Exercise details: Locate every line in the records below that contains the word "office", and copy each of those lines in full.
== Exercise material ==
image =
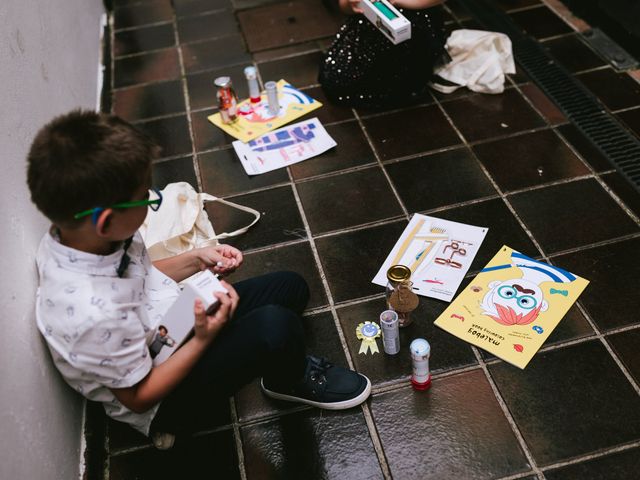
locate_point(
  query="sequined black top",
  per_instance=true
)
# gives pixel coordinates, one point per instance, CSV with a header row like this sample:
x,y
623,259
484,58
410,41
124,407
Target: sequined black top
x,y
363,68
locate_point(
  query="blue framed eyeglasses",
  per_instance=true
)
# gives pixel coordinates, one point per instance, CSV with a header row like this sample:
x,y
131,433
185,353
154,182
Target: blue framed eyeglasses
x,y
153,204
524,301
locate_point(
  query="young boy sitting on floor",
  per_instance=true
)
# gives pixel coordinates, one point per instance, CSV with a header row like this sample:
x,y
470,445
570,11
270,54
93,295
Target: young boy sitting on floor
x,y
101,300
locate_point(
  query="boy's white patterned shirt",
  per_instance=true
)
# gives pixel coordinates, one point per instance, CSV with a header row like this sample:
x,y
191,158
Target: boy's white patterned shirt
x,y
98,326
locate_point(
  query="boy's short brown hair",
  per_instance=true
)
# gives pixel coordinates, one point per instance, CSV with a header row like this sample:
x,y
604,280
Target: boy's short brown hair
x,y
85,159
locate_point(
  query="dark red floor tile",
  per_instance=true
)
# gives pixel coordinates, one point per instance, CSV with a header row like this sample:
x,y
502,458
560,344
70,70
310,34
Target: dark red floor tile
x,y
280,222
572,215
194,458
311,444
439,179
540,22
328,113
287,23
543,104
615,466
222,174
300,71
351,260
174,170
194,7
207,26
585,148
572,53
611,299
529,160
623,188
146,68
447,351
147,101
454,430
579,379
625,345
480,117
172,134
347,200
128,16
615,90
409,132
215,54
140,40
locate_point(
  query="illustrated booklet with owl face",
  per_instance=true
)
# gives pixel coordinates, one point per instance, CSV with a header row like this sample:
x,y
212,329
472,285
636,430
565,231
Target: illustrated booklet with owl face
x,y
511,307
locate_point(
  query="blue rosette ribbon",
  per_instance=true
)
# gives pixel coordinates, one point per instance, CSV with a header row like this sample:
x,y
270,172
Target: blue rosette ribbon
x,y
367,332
===
== Exercise material ==
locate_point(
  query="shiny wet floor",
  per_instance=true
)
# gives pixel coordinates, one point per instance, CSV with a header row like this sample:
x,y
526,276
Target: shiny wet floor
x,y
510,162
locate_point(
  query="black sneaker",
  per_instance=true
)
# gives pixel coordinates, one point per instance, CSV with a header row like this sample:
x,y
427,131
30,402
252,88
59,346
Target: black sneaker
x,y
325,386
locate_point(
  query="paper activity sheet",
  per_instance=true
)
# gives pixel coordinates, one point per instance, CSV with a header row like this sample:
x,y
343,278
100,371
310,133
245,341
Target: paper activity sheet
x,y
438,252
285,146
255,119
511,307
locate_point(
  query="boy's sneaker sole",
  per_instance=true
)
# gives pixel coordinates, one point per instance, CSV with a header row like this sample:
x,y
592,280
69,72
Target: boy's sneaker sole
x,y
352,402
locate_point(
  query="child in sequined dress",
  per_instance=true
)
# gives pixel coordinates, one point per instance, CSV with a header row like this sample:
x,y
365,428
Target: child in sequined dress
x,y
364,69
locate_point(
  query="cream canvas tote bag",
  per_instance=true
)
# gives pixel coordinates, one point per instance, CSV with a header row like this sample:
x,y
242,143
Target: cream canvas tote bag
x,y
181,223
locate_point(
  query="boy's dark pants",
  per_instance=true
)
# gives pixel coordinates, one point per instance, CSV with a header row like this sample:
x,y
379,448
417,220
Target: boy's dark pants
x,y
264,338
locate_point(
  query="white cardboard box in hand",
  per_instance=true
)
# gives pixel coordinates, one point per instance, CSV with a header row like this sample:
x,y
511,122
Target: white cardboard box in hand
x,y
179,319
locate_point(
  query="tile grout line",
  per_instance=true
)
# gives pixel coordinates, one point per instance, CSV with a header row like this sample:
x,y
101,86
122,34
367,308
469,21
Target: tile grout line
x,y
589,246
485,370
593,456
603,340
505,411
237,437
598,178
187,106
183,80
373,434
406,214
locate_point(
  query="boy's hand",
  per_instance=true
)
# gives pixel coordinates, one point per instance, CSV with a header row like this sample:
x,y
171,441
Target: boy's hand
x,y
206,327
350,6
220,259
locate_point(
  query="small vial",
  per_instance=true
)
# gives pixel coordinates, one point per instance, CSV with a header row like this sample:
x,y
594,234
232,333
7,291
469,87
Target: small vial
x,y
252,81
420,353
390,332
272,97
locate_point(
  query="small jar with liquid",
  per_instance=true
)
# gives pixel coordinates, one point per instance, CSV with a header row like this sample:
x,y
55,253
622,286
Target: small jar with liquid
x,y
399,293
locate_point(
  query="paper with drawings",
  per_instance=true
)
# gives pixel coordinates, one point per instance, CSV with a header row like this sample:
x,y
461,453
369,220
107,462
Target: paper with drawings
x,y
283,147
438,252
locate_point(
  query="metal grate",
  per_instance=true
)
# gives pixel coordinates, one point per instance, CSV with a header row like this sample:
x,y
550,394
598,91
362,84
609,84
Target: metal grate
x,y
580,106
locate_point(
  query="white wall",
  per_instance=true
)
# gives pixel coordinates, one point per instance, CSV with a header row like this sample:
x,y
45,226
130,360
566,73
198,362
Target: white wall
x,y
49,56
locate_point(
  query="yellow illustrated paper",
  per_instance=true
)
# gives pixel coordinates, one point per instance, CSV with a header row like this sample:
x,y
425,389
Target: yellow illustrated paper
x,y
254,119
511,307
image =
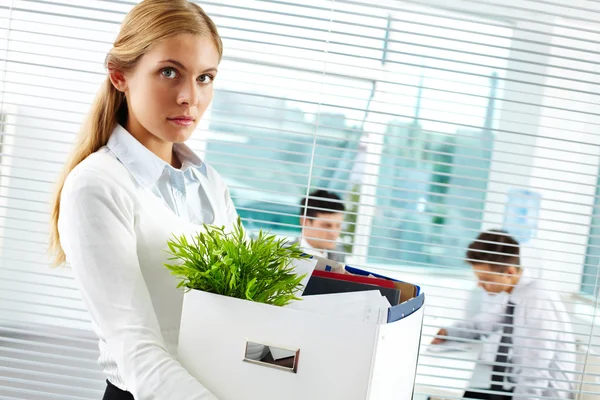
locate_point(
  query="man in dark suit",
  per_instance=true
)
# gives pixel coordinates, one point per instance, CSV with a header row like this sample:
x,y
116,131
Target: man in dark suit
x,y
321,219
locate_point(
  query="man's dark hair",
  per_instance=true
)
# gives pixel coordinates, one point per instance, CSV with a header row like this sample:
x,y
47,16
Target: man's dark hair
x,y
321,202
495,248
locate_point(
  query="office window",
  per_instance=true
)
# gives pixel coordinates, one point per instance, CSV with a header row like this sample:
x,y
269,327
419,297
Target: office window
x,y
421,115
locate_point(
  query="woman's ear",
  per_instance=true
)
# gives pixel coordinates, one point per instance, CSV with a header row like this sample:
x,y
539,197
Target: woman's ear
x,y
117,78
===
The completed task:
  query="office window",
Target: office window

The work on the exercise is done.